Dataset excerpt
····················

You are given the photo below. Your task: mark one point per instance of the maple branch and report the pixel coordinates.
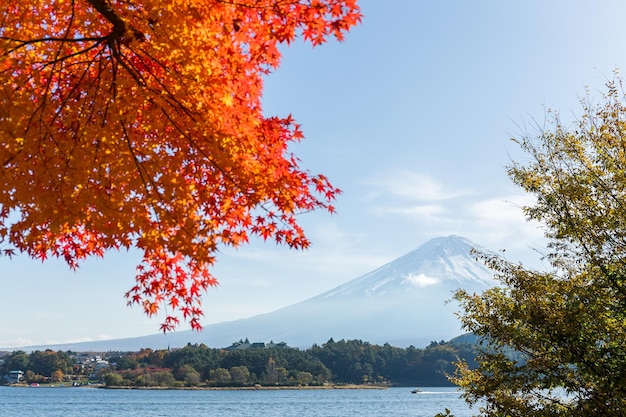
(119, 26)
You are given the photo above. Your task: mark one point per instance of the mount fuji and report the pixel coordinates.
(405, 302)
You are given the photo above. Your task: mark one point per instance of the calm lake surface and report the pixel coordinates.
(93, 402)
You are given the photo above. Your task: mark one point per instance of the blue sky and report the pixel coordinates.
(411, 117)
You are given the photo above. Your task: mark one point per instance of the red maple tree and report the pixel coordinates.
(139, 123)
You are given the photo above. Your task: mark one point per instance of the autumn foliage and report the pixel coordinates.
(138, 123)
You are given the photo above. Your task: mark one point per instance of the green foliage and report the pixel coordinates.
(568, 325)
(343, 362)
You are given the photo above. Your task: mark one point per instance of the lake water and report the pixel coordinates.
(92, 402)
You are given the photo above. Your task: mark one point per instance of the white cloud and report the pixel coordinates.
(411, 186)
(420, 280)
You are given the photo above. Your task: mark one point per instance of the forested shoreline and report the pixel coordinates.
(352, 362)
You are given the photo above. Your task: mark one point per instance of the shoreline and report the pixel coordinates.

····················

Print, without any changes, every line from the one containing "surface and report the pixel coordinates." through the last of the rows, including both ends.

#### THE OUTPUT
You are given the photo above. Your task: mark one point per instance of the calm lake surface and report the pixel coordinates.
(93, 402)
You are given the photo above. Your task: mark one point per instance of the blue sky and report the pixel coordinates.
(411, 117)
You are given the photo above. Your task: mark one point per instance of the red maple tree and report the pixel coordinates.
(139, 123)
You are given the photo above. Your task: mark one point per instance of the autumn foliage and report the pixel coordinates.
(138, 123)
You are given the photo above. Your task: mark one point per instance of the green foliage and report the pixel coordinates.
(568, 325)
(343, 362)
You are given the photo above. Your task: mark one point per instance of the lake water and report the pixel coordinates.
(92, 402)
You are given the photo above. Your task: mark one point per instance of the white cloud and report the pixel coordinates.
(411, 186)
(420, 280)
You are given the photo above. Your task: mark one point per instance of the forested shoreline and report the pixel coordinates.
(352, 362)
You are given the photo above. Your task: mark one point per instance of the shoreline and report the pixel coordinates.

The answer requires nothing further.